◆ Selected extract:
=======


          A changing world

          As Japan absorbed Western influences in the post-World War II years, perceptions changed.
          European languages were seen as chic and exotic and Japan's fascination with Western movie stars grew.
          Spying an opportunity, Japanese management companies started to promote local actors, dancers and singers of mixed heritage, says Okamura, the independent scholar.
          By then, the derogatory term of konketsuji had given way to "hafu," a corruption of the word "half-caste". In 1973, its use was formalized in the 1973 edition of a dictionary called Kanazawa Shōzaburō's Kōjirin or "Wide Forest of Words," where it was listed as a synonym of konketsuji.
          However, "hafu" didn't come with the same negative connotations as konketsuji. It was even used as a selling point to promote the girlband "Golden Hafu." The mixed-heritage quintet performed covers of Western pop songs such as 1962 US pop song "The Loco-motion," more famously covered by Kylie Minogue, and "Come, come to Hawaii!!! in Japanese.
          The makeup and fashion industries picked up the trend, coining the term "hafu-gao" or "half-face" to represent an aspirational look that appeared half foreign. That look valued Japanese people with longer legs and defined facial features, including bigger eyes and taller noses, that gave them the impression of being non-Japanese, says Okamura.
          Rather than unite the population, the buzz around "hafu" created an "us and them" mentality, says Okamura. Mixed heritage people who look more foreign than Japanese may be treated as foreigners, he added, even if they are Japanese nationals.
          That's not always welcome.

          Immigration

          The fascination with mixed heritage Japanese people can also be traced to the country's lack of immigration.
          Last year, the country registered a record 2.93 million people as residents, according to Japan's Immigration Services Agency. That's still only around 2.3% of a population of 126 million -- much smaller than the 9% of foreign citizens residing in the United Kingdom and the 13.7% of US citizens who were born elsewhere.
          In 2018, Japanese lawmakers approved a policy change proposed by Prime Minister Shinzo Abe to create new visa categories to allow an estimated 340,000 foreign workers to take both high-skilled and low-wage jobs in Japan over five years.
          It represented a major shift in Japan's approach to immigration.
          However, the change didn't go far enough, according to Jeff Kingston, a Japan expert from Temple University. He said the roles would be filled by migrant laborers who would be expected to leave Japan one day.

=======

Data excerpts:
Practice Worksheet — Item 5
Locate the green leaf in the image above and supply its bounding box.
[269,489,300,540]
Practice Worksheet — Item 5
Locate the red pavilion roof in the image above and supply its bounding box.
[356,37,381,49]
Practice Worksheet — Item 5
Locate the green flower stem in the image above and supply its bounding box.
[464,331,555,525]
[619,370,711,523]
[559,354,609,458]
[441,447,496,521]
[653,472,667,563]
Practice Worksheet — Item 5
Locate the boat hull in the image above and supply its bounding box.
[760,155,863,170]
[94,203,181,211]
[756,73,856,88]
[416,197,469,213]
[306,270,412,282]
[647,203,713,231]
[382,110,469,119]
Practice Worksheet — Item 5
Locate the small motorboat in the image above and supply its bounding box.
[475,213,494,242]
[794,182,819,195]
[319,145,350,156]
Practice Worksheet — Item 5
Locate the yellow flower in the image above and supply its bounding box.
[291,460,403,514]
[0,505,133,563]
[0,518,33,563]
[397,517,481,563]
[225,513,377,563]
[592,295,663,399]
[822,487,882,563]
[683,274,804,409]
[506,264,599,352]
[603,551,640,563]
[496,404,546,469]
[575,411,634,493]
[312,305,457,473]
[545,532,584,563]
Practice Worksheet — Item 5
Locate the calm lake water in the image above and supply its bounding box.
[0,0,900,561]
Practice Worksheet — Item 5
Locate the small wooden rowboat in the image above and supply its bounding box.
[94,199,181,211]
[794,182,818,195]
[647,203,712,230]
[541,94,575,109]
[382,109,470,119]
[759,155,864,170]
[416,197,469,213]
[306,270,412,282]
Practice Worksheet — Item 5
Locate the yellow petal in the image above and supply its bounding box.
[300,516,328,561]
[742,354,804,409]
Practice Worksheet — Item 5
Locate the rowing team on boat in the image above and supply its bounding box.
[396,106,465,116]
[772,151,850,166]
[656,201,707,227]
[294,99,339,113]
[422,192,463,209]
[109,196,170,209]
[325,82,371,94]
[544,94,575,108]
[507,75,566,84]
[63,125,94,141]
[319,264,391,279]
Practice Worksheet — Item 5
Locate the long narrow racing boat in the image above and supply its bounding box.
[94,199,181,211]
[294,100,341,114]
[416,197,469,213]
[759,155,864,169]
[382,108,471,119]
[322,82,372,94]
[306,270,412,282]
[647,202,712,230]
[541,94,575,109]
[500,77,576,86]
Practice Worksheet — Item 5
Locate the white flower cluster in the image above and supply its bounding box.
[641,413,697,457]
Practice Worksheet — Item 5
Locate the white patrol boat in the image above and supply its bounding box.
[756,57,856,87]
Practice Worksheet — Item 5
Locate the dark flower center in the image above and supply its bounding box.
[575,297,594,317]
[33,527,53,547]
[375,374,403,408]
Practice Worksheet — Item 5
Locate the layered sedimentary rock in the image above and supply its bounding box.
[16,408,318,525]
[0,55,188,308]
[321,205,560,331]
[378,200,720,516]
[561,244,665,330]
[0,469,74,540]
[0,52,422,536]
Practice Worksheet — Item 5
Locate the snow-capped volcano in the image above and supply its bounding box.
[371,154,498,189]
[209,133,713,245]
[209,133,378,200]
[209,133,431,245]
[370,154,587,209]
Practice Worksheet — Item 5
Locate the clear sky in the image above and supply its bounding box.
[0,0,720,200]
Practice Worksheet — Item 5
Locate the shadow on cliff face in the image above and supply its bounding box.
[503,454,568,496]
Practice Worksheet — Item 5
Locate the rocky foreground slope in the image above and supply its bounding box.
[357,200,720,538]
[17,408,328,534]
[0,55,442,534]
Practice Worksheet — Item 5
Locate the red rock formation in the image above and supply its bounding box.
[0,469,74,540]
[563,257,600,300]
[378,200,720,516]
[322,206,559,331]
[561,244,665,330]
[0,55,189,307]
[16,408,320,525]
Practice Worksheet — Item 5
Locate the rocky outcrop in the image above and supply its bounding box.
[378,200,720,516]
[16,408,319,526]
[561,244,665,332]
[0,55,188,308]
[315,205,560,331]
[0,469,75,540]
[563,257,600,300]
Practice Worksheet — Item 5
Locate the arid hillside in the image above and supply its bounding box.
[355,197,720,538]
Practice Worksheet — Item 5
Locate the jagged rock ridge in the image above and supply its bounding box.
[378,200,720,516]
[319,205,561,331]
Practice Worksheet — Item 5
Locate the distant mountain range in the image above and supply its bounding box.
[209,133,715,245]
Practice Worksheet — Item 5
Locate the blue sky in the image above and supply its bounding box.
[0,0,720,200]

=======

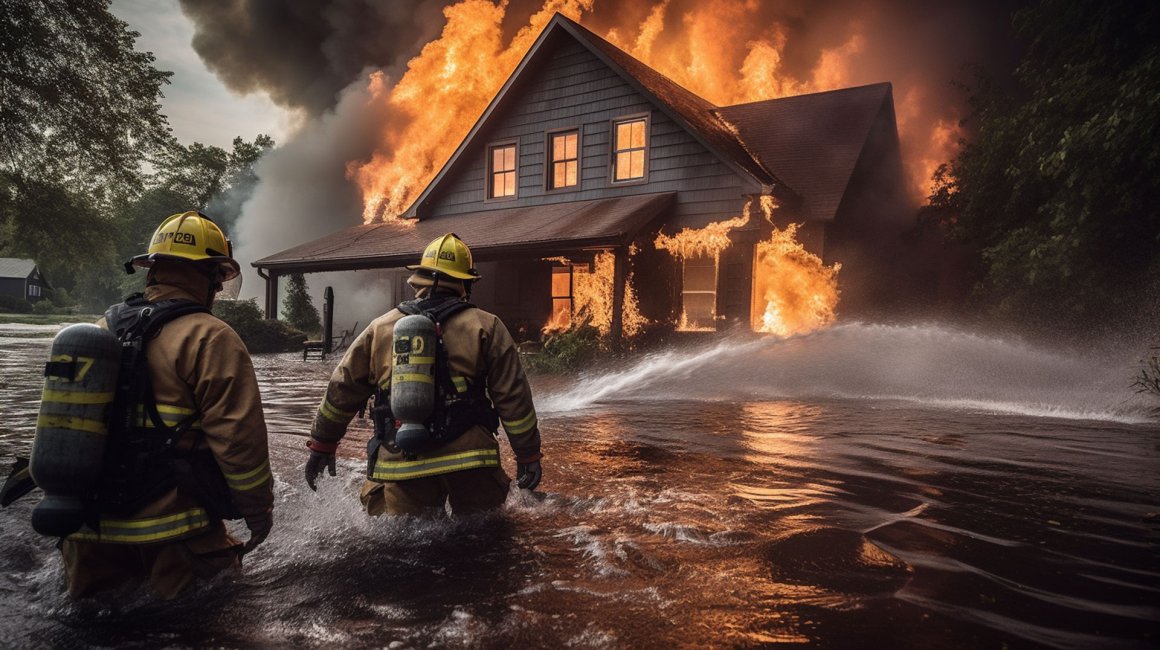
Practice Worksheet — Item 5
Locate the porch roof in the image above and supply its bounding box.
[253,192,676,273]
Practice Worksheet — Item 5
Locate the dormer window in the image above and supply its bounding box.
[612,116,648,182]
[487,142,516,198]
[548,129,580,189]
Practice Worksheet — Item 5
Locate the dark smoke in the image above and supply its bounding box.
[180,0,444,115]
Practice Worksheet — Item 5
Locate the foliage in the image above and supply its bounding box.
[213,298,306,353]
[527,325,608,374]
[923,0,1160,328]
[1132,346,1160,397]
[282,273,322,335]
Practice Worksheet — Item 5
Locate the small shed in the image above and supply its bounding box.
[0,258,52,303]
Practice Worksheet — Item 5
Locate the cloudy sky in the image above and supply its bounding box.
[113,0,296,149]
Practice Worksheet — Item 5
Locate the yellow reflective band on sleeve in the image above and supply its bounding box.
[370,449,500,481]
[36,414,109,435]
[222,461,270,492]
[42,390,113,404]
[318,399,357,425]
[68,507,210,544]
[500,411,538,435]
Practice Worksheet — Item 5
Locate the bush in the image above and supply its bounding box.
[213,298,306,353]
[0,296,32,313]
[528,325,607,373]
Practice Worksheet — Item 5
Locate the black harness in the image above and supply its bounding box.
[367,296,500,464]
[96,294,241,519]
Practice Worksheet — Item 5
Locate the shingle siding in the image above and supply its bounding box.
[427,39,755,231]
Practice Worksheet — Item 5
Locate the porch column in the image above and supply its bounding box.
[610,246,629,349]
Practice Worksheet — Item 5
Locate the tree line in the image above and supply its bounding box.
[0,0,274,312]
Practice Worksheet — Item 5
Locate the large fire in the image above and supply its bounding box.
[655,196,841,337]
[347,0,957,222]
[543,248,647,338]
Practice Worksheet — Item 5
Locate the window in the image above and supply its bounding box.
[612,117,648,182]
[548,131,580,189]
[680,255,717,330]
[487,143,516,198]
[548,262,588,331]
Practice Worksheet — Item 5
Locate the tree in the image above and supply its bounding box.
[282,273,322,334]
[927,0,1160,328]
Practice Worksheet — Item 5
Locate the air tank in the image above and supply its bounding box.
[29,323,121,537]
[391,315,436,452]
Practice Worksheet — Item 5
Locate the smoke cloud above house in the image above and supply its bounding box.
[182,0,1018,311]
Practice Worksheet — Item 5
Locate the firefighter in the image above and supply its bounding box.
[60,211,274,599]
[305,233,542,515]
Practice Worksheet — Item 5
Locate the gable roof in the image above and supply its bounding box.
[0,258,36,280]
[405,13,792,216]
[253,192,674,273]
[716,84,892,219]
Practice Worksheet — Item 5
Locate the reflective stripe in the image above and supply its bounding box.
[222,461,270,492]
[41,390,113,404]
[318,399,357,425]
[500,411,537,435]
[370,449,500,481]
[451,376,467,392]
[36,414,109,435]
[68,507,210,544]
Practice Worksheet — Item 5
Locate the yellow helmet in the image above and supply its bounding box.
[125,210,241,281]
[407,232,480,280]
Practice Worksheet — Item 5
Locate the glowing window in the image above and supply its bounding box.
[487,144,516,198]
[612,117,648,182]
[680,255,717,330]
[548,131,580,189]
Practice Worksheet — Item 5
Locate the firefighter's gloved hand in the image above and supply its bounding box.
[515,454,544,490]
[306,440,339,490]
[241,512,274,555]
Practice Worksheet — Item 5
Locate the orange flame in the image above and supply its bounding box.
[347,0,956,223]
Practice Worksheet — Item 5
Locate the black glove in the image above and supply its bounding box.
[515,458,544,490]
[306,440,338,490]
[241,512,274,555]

=======

◆ Instructions for the task:
Resume the passage on mixed-heritage Japanese people and immigration, picking up after its final sentence.

◆ Written response:
          Despite the barriers, Japan's demographics are slowly changing. In 2019, one in 30 babies born in Japan had a non-Japanese parent compared to 1 out of 50 babies three decades ago, according to the Ministry of Health, Labor and Welfare.
          While ethnic Ryukyuans, Japanese-Koreans, Japanese-Chinese and Japanese-Brazilians, among other mixed heritage people, are part of society often that diversity isn't reflected in the population figures.
          Countries like America and Britain ask people to identify their ethnicity in surveys, but in Japan race, ethnicity, language, culture, class, and citizenship are conflated often leaving only options to identify either as "Japanese" or a "foreigner," according to a 2013 report published in Sociology Compass.
          In 2019, the Japanese government changed the law to consider the Indigenous Ainu people as a minority. But there is no box to tick on census forms for people of mixed heritage, says Shimoji, from Ritsumeikan University. Japanese census forms do not, he says, ask respondents for their ethnic and racial backgrounds nor for the nationalities of their parents not registered in a family unit.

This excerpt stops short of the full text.